Отрывок »
---*---

Давно собирался написать о поэзии в контексте социальных отношений. Поэзия и проза. Поэзия и правда. Поэзия и премии. Поэзия и промоушн. Поэзия и прессинг. Наконец, поэзия и прах, в который всё возвращается. В общем, поэзия и прочее. И пр., и пр.
Собирался, но как-то отвлекался на более интересные темы. Например, демография или историческая преемственность. Но вот в ответ на прошлую колонку (там шла речь о разрывах в русской истории и культуре) я получил вдохновляющий отзыв от читателя Дениса Афанасьева:
«Денис, Вы журналист, а не историк, культуролог, философ... У Вас нет ни соответствующих знаний, ни компетенций строить такие «теории» и заниматься подобного рода «анализом» во всеуслышание. Оставьте это дело профессионалам. Если же Вы уверены в правоте своих умозаключений, пишите в авторитетные издания и защищайте диссертацию. Тогда мы задумаемся над вашими заявлениями... А так это больше походит на мысли перед сном...»
Легче всего просто посмеяться над тем, что пишет тёзка Афанасьев: дескать, о сложных материях имеет право судить только сертифицированный специалист. А если у тебя нет кандидатских корочек, то будь просто журналистом. Но что это такое — просто журналист? Он пишет о политике, обществе, праве, спорте, любви, не будучи дипломированным политологом, социологом, юристом, футболистом, донжуаном и пр., и пр.
Можно было бы обиженно отослать читателя к «Яндексу» и «Википедии». Где можно узнать, что я как раз культуролог и философ, кандидат наук, написавший тучу научных статей, в том числе переведённых на иностранные языки, автор и титульный редактор монографий, главный редактор научного журнала, входящего в список ВАК, и пр., и пр.
Но всё это, конечно, глупо. Потому что Денис Афанасьев по большому счёту прав. Не в смысле вопроса о разрывах российской цивилизации (тут он в спор не вступает). А в смысле вопроса Паниковского — Балаганова: «А ты кто такой?»
Если ты неизвестно кто — значит, и говоришь неизвестно что.
А если ты что-то из себя представляешь, то любые твои оригинальности и нестандартности будут рассмотрены.
«Представьтесь, пожалуйста», — как говорят секретарши начальников.
Совершенно правильный подход.

---*---

Извлечённые записи »

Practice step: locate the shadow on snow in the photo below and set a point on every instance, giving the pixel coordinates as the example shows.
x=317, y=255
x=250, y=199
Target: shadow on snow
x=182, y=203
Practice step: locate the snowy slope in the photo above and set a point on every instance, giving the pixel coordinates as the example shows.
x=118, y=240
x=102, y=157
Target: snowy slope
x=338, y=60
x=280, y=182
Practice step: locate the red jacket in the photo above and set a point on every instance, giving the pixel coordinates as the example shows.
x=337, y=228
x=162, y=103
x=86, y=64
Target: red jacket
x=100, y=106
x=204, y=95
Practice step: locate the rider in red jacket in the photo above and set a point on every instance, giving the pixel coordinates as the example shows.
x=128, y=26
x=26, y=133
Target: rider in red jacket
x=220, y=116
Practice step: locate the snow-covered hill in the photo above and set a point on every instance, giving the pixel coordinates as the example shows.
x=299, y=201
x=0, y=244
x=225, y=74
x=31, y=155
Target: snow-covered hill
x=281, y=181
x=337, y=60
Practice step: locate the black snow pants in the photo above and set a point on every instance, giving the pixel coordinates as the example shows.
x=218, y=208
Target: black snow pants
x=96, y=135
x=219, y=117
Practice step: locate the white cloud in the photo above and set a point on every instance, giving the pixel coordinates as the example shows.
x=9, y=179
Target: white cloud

---*---

Условия задания » Переведите на английский язык предложение из отрывка: «Если ты неизвестно кто — значит, и говоришь неизвестно что». Записи для работы не понадобятся.

Разбор решения » If nobody knows who you are, then what you say is anybody's guess.